## Task to carry out
Write out the stretch of lines below that begins at the line with "Rules. Find each instance of the person" and ends at the line with "point(26, 82)", including both, exactly as given and nothing more.

[Given data]

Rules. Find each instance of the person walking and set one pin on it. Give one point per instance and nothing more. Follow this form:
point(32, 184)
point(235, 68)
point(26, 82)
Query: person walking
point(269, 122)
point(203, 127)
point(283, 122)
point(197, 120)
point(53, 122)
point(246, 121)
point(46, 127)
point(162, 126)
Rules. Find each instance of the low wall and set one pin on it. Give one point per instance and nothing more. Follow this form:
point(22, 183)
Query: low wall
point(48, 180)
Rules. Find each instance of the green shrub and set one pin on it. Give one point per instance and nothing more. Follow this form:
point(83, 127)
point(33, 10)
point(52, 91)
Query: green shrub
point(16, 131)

[/Given data]
[Given data]

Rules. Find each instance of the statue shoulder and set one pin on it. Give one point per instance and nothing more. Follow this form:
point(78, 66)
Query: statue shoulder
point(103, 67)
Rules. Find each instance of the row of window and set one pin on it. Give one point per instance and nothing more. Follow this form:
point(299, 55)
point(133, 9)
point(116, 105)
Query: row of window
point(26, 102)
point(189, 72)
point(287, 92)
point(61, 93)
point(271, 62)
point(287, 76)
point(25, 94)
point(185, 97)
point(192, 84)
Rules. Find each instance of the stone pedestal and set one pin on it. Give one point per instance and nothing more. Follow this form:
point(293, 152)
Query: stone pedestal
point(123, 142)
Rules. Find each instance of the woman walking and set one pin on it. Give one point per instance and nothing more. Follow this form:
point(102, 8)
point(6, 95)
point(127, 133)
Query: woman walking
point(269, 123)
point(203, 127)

[/Given data]
[Given data]

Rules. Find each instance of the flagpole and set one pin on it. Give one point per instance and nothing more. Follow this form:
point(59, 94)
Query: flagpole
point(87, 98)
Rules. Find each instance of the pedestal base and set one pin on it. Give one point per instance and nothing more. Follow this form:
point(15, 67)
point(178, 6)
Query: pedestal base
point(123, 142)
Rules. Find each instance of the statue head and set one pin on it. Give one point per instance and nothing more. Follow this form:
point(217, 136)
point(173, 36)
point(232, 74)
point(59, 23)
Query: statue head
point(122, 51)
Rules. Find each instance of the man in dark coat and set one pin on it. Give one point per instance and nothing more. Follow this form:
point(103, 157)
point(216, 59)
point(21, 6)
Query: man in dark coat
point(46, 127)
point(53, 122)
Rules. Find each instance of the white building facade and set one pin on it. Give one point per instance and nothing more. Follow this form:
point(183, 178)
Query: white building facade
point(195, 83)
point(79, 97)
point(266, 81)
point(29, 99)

[/Given data]

## Task result
Rules. Find each instance of the person walking and set one pin on it. Give one point per instance and nothing more. Follow this form:
point(32, 184)
point(235, 68)
point(26, 82)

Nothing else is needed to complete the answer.